» Aim of the task: Present the following data again exactly as it is shown.

* begin Data excerpts *

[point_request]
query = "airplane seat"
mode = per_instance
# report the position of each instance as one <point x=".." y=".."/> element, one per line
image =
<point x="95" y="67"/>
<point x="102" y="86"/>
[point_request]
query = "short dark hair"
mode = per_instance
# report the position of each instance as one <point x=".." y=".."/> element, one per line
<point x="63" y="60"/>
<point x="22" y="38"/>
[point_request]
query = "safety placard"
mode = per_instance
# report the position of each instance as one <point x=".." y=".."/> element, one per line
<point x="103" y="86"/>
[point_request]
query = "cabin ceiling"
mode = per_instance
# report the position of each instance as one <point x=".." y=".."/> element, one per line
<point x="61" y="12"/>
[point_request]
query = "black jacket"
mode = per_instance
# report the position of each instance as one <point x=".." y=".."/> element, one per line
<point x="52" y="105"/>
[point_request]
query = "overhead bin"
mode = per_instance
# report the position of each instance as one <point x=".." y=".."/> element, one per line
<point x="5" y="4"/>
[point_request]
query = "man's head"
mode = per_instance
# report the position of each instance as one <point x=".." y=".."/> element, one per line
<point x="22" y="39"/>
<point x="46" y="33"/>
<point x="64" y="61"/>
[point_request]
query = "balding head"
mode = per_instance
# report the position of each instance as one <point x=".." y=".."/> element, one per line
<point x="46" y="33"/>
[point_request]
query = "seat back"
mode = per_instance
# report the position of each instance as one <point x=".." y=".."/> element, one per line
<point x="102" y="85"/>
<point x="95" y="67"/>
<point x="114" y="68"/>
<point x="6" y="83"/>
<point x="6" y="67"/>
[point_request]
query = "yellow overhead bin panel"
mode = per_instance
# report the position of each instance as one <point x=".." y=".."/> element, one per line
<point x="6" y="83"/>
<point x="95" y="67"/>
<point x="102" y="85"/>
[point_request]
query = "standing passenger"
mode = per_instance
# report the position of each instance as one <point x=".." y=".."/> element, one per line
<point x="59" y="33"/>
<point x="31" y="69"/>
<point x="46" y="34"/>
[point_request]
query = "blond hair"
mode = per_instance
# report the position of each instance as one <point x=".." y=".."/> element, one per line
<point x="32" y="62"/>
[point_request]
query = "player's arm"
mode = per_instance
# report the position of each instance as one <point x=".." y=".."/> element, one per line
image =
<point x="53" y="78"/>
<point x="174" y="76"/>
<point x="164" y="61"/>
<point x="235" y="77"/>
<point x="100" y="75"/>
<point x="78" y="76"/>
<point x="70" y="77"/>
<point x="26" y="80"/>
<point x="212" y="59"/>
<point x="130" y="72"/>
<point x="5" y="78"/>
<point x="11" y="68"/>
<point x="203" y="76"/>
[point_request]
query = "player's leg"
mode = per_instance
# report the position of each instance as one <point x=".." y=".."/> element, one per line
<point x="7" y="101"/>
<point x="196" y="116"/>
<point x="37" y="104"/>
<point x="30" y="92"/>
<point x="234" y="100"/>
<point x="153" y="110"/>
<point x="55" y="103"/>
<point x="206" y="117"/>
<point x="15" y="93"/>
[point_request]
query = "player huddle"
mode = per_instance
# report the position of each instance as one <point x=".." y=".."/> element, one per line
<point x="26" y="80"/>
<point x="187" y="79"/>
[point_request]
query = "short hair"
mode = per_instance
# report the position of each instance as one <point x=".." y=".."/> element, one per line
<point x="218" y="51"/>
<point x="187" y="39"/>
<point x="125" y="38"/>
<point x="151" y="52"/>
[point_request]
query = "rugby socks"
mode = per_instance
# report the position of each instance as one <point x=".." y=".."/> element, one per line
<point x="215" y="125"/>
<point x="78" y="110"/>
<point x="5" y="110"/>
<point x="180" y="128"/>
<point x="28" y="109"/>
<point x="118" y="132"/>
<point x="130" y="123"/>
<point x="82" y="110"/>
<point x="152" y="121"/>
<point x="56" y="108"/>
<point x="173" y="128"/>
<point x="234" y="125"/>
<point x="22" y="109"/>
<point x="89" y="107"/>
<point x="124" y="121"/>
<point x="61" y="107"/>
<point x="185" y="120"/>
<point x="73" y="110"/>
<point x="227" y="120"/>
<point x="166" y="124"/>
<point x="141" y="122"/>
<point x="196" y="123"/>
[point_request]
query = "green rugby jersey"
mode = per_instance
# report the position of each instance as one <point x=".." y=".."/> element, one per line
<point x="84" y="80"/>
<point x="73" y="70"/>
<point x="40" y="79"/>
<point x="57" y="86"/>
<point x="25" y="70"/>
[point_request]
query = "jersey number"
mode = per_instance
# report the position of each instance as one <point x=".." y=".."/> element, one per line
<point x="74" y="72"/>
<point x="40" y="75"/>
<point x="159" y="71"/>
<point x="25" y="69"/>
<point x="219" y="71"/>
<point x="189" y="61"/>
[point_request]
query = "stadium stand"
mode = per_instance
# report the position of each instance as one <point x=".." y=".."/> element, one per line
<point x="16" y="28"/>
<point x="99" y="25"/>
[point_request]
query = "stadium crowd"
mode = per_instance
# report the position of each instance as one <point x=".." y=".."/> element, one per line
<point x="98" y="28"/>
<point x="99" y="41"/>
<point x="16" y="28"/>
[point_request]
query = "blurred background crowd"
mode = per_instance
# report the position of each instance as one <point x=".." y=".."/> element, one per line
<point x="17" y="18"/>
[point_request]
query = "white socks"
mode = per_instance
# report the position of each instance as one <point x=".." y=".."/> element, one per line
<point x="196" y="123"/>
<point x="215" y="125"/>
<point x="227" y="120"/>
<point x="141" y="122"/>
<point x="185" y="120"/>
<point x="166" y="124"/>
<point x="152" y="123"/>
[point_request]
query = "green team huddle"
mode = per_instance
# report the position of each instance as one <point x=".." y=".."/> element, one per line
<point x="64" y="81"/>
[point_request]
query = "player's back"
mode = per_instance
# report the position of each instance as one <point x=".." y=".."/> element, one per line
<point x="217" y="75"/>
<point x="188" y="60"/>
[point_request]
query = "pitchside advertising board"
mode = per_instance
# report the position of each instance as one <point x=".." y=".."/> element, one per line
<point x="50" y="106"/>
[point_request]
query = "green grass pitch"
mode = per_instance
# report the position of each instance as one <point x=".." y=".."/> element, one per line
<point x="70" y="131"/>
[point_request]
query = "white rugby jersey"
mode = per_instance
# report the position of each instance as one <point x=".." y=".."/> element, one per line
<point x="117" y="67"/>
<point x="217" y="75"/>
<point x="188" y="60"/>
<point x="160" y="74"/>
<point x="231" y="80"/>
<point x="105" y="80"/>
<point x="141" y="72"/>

* end Data excerpts *

» Answer to this task:
[point_request]
query = "airplane seat"
mode = per_instance
# report the position of each instance as one <point x=".." y=".."/> element, one per line
image =
<point x="95" y="67"/>
<point x="102" y="86"/>
[point_request]
query = "short dark hair"
mode = per_instance
# report the position of each instance as one <point x=".." y=".."/> element, one per line
<point x="63" y="60"/>
<point x="22" y="38"/>
[point_request]
query = "safety placard"
mode = per_instance
# report the position of each instance as one <point x=".." y=".."/> element, one per line
<point x="103" y="86"/>
[point_request]
query = "cabin ceiling"
mode = per_instance
# report the position of each instance as one <point x=".." y=".."/> element, one per line
<point x="61" y="12"/>
[point_request]
query = "black jacket"
mode = per_instance
# report the position of each instance as one <point x=".." y=".."/> element, one per line
<point x="52" y="105"/>
[point_request]
query = "overhead bin"
mode = per_instance
# report the position of each instance as one <point x=".." y=".."/> element, one per line
<point x="5" y="4"/>
[point_request]
query = "man's head"
mode = per_instance
# report the position of each instance as one <point x=".." y=".."/> element, one per line
<point x="22" y="39"/>
<point x="46" y="33"/>
<point x="64" y="61"/>
[point_request]
query = "balding head"
mode = per_instance
# report the position of each instance as one <point x=".." y=".."/> element, one per line
<point x="46" y="33"/>
[point_request]
query = "seat back"
mode = per_instance
# report the position of each instance as one <point x=".." y=".."/> element, one per line
<point x="102" y="85"/>
<point x="95" y="67"/>
<point x="114" y="68"/>
<point x="6" y="83"/>
<point x="6" y="67"/>
[point_request]
query = "yellow overhead bin panel"
mode = per_instance
# report the position of each instance as one <point x=".." y=".."/> element, one per line
<point x="6" y="83"/>
<point x="95" y="67"/>
<point x="102" y="85"/>
[point_request]
query = "standing passenger"
mode = per_instance
# report the position of each instance as one <point x=".." y=".."/> element, one per line
<point x="59" y="33"/>
<point x="31" y="69"/>
<point x="46" y="34"/>
[point_request]
query = "blond hair"
mode = per_instance
# report the position of each instance as one <point x=".." y=".."/> element, one per line
<point x="32" y="62"/>
[point_request]
query = "player's arm"
mode = per_instance
# report the position of each instance as one <point x=".." y=".."/> element, one per line
image =
<point x="53" y="78"/>
<point x="174" y="76"/>
<point x="164" y="61"/>
<point x="235" y="77"/>
<point x="100" y="75"/>
<point x="78" y="76"/>
<point x="70" y="77"/>
<point x="26" y="80"/>
<point x="212" y="59"/>
<point x="130" y="72"/>
<point x="5" y="78"/>
<point x="11" y="68"/>
<point x="203" y="76"/>
[point_request]
query = "player's leg"
mode = per_instance
# report the position of each instance as one <point x=".." y=".."/> element, one per line
<point x="7" y="101"/>
<point x="196" y="116"/>
<point x="37" y="104"/>
<point x="30" y="92"/>
<point x="234" y="100"/>
<point x="153" y="110"/>
<point x="55" y="103"/>
<point x="206" y="117"/>
<point x="15" y="93"/>
[point_request]
query = "player huddle"
mode = per_instance
# report the position of each instance as one <point x=".." y=".."/> element, one per line
<point x="26" y="80"/>
<point x="187" y="79"/>
[point_request]
query = "short hair"
mode = per_instance
# report the position of each instance as one <point x=".." y=".."/> element, one per line
<point x="218" y="51"/>
<point x="187" y="39"/>
<point x="125" y="38"/>
<point x="151" y="52"/>
[point_request]
query = "rugby socks"
mode = per_instance
# report the position of each instance as one <point x=".." y=".."/> element, one per line
<point x="215" y="125"/>
<point x="78" y="110"/>
<point x="5" y="110"/>
<point x="180" y="128"/>
<point x="28" y="109"/>
<point x="118" y="132"/>
<point x="130" y="123"/>
<point x="82" y="110"/>
<point x="152" y="121"/>
<point x="56" y="108"/>
<point x="173" y="128"/>
<point x="234" y="125"/>
<point x="22" y="109"/>
<point x="89" y="107"/>
<point x="124" y="121"/>
<point x="61" y="107"/>
<point x="185" y="120"/>
<point x="73" y="110"/>
<point x="227" y="120"/>
<point x="166" y="124"/>
<point x="141" y="122"/>
<point x="196" y="123"/>
[point_request]
query = "green rugby jersey"
mode = per_instance
# report the position of each instance as one <point x=".." y=".."/> element, one per line
<point x="84" y="80"/>
<point x="73" y="70"/>
<point x="40" y="79"/>
<point x="57" y="86"/>
<point x="25" y="70"/>
[point_request]
query = "jersey number"
mode = per_instance
# report the position of each instance as one <point x=".." y=".."/> element, one per line
<point x="74" y="72"/>
<point x="40" y="75"/>
<point x="159" y="71"/>
<point x="25" y="69"/>
<point x="219" y="71"/>
<point x="189" y="61"/>
[point_request]
query = "stadium stand"
mode = per_instance
# report the position of each instance as one <point x=".." y=".."/> element, one per line
<point x="16" y="28"/>
<point x="99" y="25"/>
[point_request]
query = "stadium crowd"
mode = per_instance
# report the position of each instance as one <point x=".." y=".."/> element, one per line
<point x="98" y="28"/>
<point x="99" y="41"/>
<point x="16" y="28"/>
[point_request]
query = "blurred background crowd"
mode = per_instance
# report the position of each instance as one <point x=".." y=".."/> element, one per line
<point x="17" y="18"/>
[point_request]
query = "white socks"
mode = per_instance
# report the position of each instance as one <point x=".." y=".."/> element, one per line
<point x="196" y="123"/>
<point x="215" y="125"/>
<point x="227" y="120"/>
<point x="141" y="122"/>
<point x="185" y="120"/>
<point x="166" y="124"/>
<point x="152" y="123"/>
[point_request]
query = "green team huddle"
mode = per_instance
# report the position of each instance as one <point x=".." y=".."/> element, one per line
<point x="64" y="81"/>
[point_request]
query = "player's back"
mode = per_instance
# report the position of each instance as one <point x=".." y=".."/> element, one per line
<point x="217" y="75"/>
<point x="188" y="60"/>
[point_request]
query = "pitchside advertising board"
mode = per_instance
# report the position of each instance as one <point x=".." y=".."/> element, one per line
<point x="50" y="106"/>
[point_request]
query = "green grass pitch"
mode = per_instance
# report the position of each instance as one <point x=".." y=".."/> element, one per line
<point x="70" y="131"/>
[point_request]
query = "white rugby jersey"
mode = per_instance
# report the position of each instance as one <point x=".." y=".."/> element, one per line
<point x="117" y="67"/>
<point x="217" y="75"/>
<point x="188" y="60"/>
<point x="160" y="74"/>
<point x="231" y="80"/>
<point x="105" y="80"/>
<point x="141" y="72"/>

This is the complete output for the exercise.